OBJECTIVE:
Exactly reproduce each record listed below.

┄┄┄┄┄┄┄┄┄┄┄┄┄┄┄┄┄┄┄┄

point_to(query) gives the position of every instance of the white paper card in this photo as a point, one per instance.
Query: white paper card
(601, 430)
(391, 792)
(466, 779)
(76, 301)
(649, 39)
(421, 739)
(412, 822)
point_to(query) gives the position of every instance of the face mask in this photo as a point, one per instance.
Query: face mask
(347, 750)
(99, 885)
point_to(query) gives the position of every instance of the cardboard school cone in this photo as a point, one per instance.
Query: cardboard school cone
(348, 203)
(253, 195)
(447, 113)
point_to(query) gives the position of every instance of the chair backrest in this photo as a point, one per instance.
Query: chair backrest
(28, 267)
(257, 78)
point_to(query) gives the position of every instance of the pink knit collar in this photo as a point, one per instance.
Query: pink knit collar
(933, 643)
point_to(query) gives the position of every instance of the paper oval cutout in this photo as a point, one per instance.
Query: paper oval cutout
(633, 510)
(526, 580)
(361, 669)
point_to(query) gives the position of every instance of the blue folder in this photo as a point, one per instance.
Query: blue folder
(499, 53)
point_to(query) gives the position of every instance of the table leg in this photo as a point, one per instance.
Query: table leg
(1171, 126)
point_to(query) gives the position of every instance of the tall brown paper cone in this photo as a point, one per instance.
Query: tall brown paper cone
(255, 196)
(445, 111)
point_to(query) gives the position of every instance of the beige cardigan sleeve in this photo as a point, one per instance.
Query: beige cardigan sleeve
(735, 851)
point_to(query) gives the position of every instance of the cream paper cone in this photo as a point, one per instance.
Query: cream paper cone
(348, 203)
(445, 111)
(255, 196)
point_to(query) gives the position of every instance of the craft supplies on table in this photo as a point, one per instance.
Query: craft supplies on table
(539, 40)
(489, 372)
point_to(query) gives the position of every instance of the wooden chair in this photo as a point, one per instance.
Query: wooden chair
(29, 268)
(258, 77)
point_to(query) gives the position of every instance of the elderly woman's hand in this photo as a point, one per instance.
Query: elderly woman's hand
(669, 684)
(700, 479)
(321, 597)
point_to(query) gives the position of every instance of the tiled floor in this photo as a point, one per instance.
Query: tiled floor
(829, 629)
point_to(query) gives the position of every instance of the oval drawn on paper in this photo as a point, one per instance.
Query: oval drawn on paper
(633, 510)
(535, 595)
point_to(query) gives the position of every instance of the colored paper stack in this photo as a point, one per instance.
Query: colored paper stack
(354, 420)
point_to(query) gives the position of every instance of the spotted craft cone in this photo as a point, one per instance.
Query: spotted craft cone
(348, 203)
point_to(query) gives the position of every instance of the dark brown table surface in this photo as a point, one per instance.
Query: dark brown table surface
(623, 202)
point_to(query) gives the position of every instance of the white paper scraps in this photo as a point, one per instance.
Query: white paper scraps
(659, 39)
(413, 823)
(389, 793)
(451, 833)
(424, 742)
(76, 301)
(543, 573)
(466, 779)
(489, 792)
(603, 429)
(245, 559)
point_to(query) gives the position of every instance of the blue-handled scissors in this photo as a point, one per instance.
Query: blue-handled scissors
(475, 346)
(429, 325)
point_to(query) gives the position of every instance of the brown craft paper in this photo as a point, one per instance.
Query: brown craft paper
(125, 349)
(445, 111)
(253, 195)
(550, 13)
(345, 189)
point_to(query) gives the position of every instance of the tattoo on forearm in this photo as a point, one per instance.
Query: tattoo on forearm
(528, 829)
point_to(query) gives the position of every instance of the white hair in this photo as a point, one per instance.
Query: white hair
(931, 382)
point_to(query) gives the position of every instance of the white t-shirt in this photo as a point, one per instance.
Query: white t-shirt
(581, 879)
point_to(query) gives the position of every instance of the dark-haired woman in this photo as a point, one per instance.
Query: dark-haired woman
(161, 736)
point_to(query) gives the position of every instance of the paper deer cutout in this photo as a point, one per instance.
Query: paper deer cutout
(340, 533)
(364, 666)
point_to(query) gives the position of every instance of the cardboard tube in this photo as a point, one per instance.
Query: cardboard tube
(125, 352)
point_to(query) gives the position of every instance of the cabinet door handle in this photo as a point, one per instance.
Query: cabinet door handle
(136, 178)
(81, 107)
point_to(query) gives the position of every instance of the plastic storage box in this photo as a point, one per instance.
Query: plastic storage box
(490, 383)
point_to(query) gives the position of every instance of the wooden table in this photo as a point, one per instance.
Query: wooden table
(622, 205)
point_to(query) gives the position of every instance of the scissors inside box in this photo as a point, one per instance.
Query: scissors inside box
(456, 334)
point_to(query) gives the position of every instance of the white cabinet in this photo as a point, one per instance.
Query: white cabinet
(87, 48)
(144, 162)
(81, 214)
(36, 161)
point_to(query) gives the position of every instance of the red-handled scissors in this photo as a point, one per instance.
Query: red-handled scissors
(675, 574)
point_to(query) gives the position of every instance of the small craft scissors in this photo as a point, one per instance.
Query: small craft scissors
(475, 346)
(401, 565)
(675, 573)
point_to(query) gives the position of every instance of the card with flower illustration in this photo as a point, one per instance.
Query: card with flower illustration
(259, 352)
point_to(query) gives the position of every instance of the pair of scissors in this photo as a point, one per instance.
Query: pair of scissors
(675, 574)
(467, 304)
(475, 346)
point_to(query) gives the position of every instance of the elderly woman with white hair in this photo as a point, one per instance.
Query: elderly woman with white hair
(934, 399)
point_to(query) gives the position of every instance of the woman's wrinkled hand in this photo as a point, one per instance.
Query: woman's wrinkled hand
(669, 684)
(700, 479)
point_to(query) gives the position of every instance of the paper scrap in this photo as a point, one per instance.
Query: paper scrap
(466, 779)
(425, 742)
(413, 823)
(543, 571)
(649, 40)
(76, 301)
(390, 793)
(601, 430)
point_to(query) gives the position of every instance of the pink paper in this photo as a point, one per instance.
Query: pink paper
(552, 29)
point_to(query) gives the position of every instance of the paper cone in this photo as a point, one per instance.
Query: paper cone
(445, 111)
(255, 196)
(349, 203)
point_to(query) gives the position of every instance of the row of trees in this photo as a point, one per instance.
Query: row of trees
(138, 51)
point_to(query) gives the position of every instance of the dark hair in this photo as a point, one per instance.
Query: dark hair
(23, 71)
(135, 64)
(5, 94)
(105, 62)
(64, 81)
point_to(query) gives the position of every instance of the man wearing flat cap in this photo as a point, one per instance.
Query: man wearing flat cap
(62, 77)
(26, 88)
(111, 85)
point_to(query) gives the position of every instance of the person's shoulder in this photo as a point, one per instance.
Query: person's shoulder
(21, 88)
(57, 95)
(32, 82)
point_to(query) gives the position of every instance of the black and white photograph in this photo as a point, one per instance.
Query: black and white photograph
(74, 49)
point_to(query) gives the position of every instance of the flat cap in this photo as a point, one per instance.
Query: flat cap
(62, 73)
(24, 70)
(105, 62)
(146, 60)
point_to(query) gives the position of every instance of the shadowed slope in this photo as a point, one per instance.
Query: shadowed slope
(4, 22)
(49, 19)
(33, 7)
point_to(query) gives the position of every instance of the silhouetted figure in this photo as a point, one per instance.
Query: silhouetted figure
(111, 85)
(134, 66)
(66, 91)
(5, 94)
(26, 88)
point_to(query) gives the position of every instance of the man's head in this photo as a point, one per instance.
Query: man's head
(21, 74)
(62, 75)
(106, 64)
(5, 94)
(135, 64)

┄┄┄┄┄┄┄┄┄┄┄┄┄┄┄┄┄┄┄┄

REPLY:
point_to(query) gives the position of every instance of the white paper card in this photo as a point, one per instance.
Query: white paper card
(601, 430)
(391, 792)
(466, 779)
(76, 301)
(649, 39)
(421, 739)
(412, 822)
point_to(query) gives the position of every instance of the face mask in this photo as a point, one per instance.
Query: face mask
(347, 750)
(99, 885)
point_to(query) gives the position of every instance of the cardboard school cone in this photo as a point, one per instance.
Query: cardboard school cone
(348, 203)
(253, 195)
(447, 113)
point_to(query) gives the position of every instance of the chair backrest in this photo as a point, one per instance.
Query: chair backrest
(28, 267)
(257, 78)
point_to(query) gives the position of every instance of the pink knit collar in this photo as a point, one per instance.
Query: pink knit collar
(933, 643)
point_to(query) gives the position of every instance of the paper oval cutout in this photo as a point, one per instance.
Query: paper oval cutout
(633, 510)
(526, 580)
(361, 669)
point_to(query) gives the position of every instance of the blue folder in this photo as a point, one per instance.
Query: blue folder
(499, 53)
point_to(query) gives the position of every instance of the table leg in this photo as a point, one per instance.
Query: table leg
(1171, 126)
point_to(query) gives the position of every instance of the tall brown paper cone in this photo as a point, one per instance.
Query: tall brown paper cone
(255, 196)
(445, 111)
point_to(query) gives the position of every instance of the beige cardigan sleeve in this photo as a point, one per instance.
Query: beige cardigan sleeve
(735, 851)
point_to(query) gives the position of every instance of the cream paper cone in this photo as a point, one per instance.
Query: cream paper cone
(348, 203)
(445, 111)
(255, 196)
point_to(query) gives the position of every instance of the craft supplies on table in this photo as a point, one per instance.
Query: craft supplies on table
(539, 40)
(489, 372)
point_to(query) gives the position of every instance of the wooden chair in this photo as a point, one per instance.
Query: wooden chair
(29, 268)
(258, 77)
point_to(query) gives the position of every instance of the elderly woman's hand in this photo as a point, one per instance.
Query: elderly woman's hand
(669, 684)
(700, 479)
(321, 597)
point_to(query) gives the position of every instance of the tiled floor in this photo as a point, one per instance.
Query: tiled floor
(829, 629)
point_to(query) gives the position of every instance of the oval drawn on paper in this photo as a point, one per instance.
Query: oval drawn on paper
(633, 510)
(535, 595)
point_to(query) gives the position of every instance of the colored paper stack in this photo as a point, one per instance.
Query: colored paper stack
(354, 420)
point_to(query) gives the position of every instance of the spotted craft cone in this photo as a point, one per instance.
Query: spotted craft cone
(348, 203)
point_to(query) gives the position of every instance of the dark brown table surface in this photo as a point, one per instance.
Query: dark brown table surface
(623, 202)
point_to(query) gives the position of every instance of the white paper scraps in this photo as a point, one per instance.
Query: white paper scraps
(659, 39)
(413, 823)
(389, 793)
(451, 833)
(424, 742)
(76, 301)
(543, 573)
(466, 779)
(489, 792)
(603, 429)
(245, 559)
point_to(query) gives the position of every instance of the blue-handled scissors in this photo as a point, one per instance.
Query: blue-handled scissors
(475, 346)
(429, 325)
point_to(query) gives the position of every instance of the brown craft paper in this photo as a point, one per instance.
Query: brown craft paper
(125, 349)
(445, 111)
(253, 195)
(550, 13)
(345, 189)
point_to(query) gives the position of every instance of the tattoo on forearm in this photo as a point, one per instance.
Query: tattoo on forearm
(528, 829)
point_to(query) gives the position of every instance of the white hair in this photo as a point, one per instance.
Query: white hair
(931, 382)
point_to(query) gives the position of every instance of the white t-shirt in this photo as a point, one per instance.
Query: white t-shirt
(581, 879)
point_to(query) gives the position of every instance of the dark-haired woman in this photo as a point, one per instance.
Query: dark-haired woman
(161, 736)
point_to(query) gives the position of every instance of the paper deer cutout in this photo as a point, one per instance.
Query: paper deer cutout
(340, 533)
(364, 666)
point_to(query) gives the position of every instance of the cardboard tube in this photo as a point, one per instance.
Query: cardboard tube
(125, 352)
point_to(query) gives the position of every instance of the cabinet door handle in this photo as a point, one per instance.
Query: cabinet door handle
(136, 178)
(81, 107)
point_to(query) gives the position of every instance of the plastic storage box in this photo as a point, one per instance.
Query: plastic storage box
(490, 383)
point_to(query) gives the position of every instance of the wooden table in this photo as a point, one per instance.
Query: wooden table
(622, 205)
point_to(query) gives the position of every instance of the scissors inside box in this photo as a point, one per instance.
Query: scissors inside box
(456, 334)
point_to(query) gives the position of every instance of the white cabinet in this photo as a point, one per instance.
Query: white cabinet
(87, 48)
(144, 162)
(81, 214)
(36, 161)
point_to(query) gives the position of every instance of the red-handled scissors in this photo as a point, one per instance.
Query: red-handled scissors
(675, 574)
point_to(query) gives the position of every instance of the small craft scissors in this photo as a point, one per instance.
Query: small craft scissors
(475, 346)
(401, 565)
(675, 573)
point_to(query) gives the position of every instance of the card with flower illustration in this photo as a point, one per instance.
Query: card with flower illustration
(259, 352)
point_to(query) gives the position of every instance of the pair of scissors in this photo as a point, one per instance.
Query: pair of scissors
(675, 574)
(467, 304)
(475, 346)
point_to(query) gives the position of every instance of the elderly woman with white hair in this photo as a point, one per instance.
Query: elderly woman with white hair
(934, 399)
point_to(query) gives the position of every instance of the woman's wrinkled hand in this photo as a point, one per instance.
Query: woman's wrinkled hand
(669, 684)
(700, 479)
point_to(query) gives the position of every instance of the paper scrap in this photo as a point, one per instance.
Query: paper scrap
(466, 779)
(425, 742)
(413, 823)
(543, 571)
(649, 40)
(76, 301)
(390, 793)
(601, 430)
point_to(query) gives the position of every instance of the pink paper in this photo as a point, one per instance.
Query: pink paper
(552, 29)
point_to(query) gives the position of every instance of the paper cone in this photo as a point, one per instance.
Query: paper cone
(445, 111)
(255, 196)
(349, 203)
point_to(query) gives the position of every instance of the row of trees in this photo as a point, one per instance.
Query: row of trees
(138, 51)
point_to(query) gives the position of every instance of the dark hair in this photo as a point, one per instance.
Query: dark hair
(23, 71)
(135, 64)
(5, 94)
(105, 62)
(64, 81)
point_to(query) gives the position of every instance of the man wearing flat cap in this photo as a point, one per instance.
Query: man wearing flat cap
(62, 77)
(26, 88)
(111, 85)
point_to(query) gives the position of every instance of the person's shoulder in this photo as a point, one per instance.
Query: person's shoulder
(21, 88)
(57, 95)
(32, 82)
point_to(query) gives the position of every instance of the black and white photograph in this photo as a point, one per instance.
Query: black and white photograph
(74, 49)
point_to(query) gives the position of every instance of the flat cap in this photo as a point, one per instance.
Query: flat cap
(62, 73)
(24, 70)
(105, 62)
(146, 60)
point_to(query) gives the position of every instance of the shadowed slope in this photo as a point, one per instance.
Query: shadowed slope
(4, 22)
(49, 19)
(33, 7)
point_to(query) gives the position of every instance of the silhouetted figure in this photo as a point, one per instance.
Query: silhouetted figure
(111, 85)
(134, 66)
(66, 91)
(5, 94)
(26, 88)
point_to(query) gives the position of every instance of the man's head in this photo as a point, one per instance.
Query: man's head
(21, 74)
(62, 75)
(106, 64)
(5, 94)
(135, 64)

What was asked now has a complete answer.